§ **Dataset entries**
%%

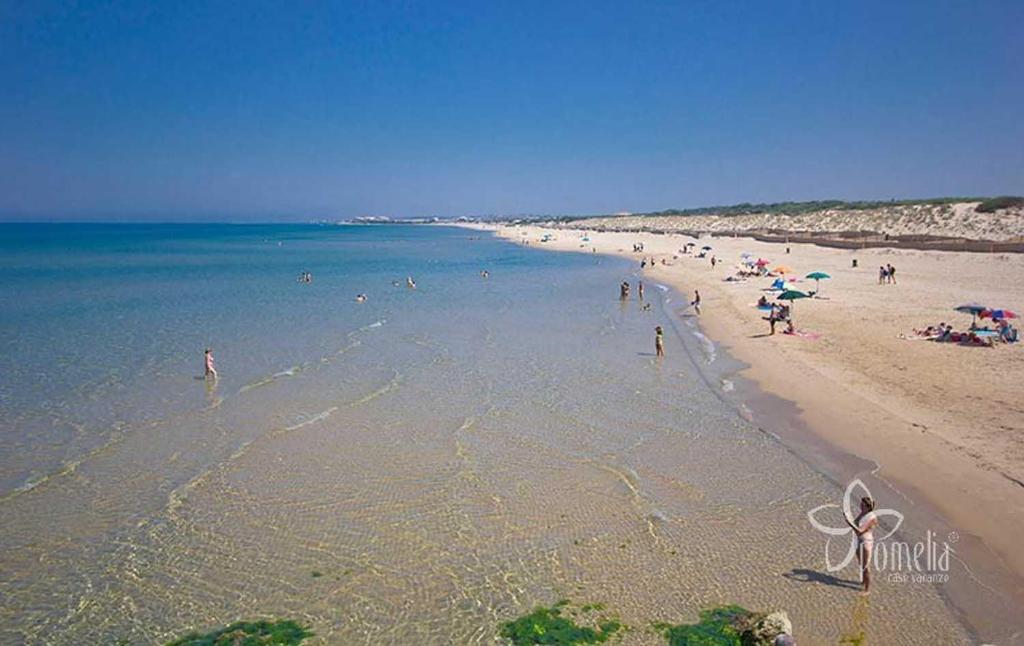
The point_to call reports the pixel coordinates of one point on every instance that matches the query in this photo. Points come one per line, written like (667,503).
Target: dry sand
(942,421)
(953,220)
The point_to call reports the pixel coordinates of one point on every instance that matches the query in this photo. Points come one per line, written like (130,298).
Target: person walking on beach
(863,526)
(210,371)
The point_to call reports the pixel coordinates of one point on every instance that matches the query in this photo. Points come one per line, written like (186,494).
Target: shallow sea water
(444,458)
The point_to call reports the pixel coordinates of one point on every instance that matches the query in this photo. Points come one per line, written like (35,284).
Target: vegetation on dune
(1006,202)
(282,633)
(800,208)
(549,626)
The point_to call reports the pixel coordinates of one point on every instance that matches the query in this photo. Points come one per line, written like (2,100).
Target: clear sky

%%

§ **Directions**
Pictures stay out of the copy; please restate every record above exactly.

§ **Final answer**
The point_to call reports the pixel coordinates of one point on every instance that matches the query in this photo. Points come one per line, written like (667,503).
Target: dry sand
(942,421)
(953,220)
The point_to call reports the pixel coordinates of one point on every instance that matches the query in this photo. Points come one per line, written like (130,298).
Target: person walking on beach
(863,526)
(210,371)
The point_to call reports the pixel coordinates of one point on every instance that matches the query in this photo. Points come one per line, written like (186,494).
Target: shallow sea water
(444,458)
The point_to call reports the pixel coordinates of one point on every instance that matches the query in this photo. Points come one per line, written like (35,284).
Target: vegetation on dune
(1006,202)
(282,633)
(800,208)
(549,626)
The point_to call reports the pixel coordinates of one point on every instance that matches the query in this photo. Points come one per line, written like (2,100).
Target: clear sky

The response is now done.